● **Source extract**
################
MIT’s Whittaker said his lab’s 12.5 TB system is “filled to the gills” after running about one run per week on the Illumina system since it was installed in late November. “I have to start deleting image files,” he said. “I’ve just been putting it off as long as possible.”
The question of whether to delete the massive image files associated with these instruments remains unanswered for many in the community. Some labs are finding that the cost of storing data on RAID systems is approaching — and in some cases surpassing — the cost of running the experiment again. As disk space fills up, deleting the image files appears to be a viable option, but runs counter to many researchers’ instincts.
“It seems like a strange thing to do — to spend so much time and energy on the data set, and then deleting it,” Whittaker said. “But you’re really not deleting it. It’s just the raw data — it’s an intermediate step that is just too big to sit around. It’s close to 700 GB per run worth of pictures. And once you process them, you shouldn’t need to ever look at them again.”
################
Saved data records:
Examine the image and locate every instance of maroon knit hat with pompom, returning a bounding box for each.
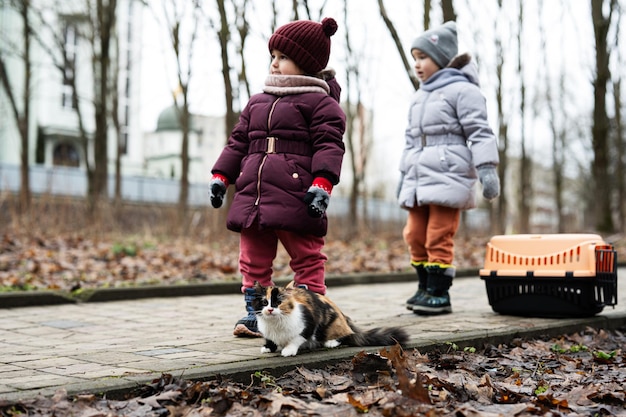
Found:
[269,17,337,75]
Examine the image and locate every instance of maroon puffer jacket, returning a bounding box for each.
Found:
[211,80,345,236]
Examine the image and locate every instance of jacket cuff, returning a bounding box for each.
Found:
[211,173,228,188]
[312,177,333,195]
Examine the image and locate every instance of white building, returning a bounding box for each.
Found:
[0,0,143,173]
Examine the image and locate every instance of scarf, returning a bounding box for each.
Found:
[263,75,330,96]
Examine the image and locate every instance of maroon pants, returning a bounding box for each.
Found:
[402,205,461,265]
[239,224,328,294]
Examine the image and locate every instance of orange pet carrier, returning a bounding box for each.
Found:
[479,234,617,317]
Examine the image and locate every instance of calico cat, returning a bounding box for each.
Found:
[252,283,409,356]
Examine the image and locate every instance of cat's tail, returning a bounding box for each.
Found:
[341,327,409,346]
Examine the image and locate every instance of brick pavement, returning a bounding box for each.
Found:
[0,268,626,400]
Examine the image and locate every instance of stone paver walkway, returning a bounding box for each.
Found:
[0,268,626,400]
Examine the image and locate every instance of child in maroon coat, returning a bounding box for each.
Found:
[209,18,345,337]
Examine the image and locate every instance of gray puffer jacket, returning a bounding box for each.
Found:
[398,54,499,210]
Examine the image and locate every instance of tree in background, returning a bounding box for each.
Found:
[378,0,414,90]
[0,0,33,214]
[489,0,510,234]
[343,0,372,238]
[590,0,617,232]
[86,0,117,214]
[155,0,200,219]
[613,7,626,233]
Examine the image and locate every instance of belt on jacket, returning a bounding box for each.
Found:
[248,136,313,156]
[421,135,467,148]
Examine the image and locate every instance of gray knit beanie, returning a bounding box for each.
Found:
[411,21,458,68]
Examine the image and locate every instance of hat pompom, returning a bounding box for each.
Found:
################
● **Exercise instructions**
In the excerpt about deleting sequencer image files, reproduce the stretch from "MIT’s Whittaker said" through "many researchers’ instincts." word for word.

● **Response to this exercise**
MIT’s Whittaker said his lab’s 12.5 TB system is “filled to the gills” after running about one run per week on the Illumina system since it was installed in late November. “I have to start deleting image files,” he said. “I’ve just been putting it off as long as possible.”
The question of whether to delete the massive image files associated with these instruments remains unanswered for many in the community. Some labs are finding that the cost of storing data on RAID systems is approaching — and in some cases surpassing — the cost of running the experiment again. As disk space fills up, deleting the image files appears to be a viable option, but runs counter to many researchers’ instincts.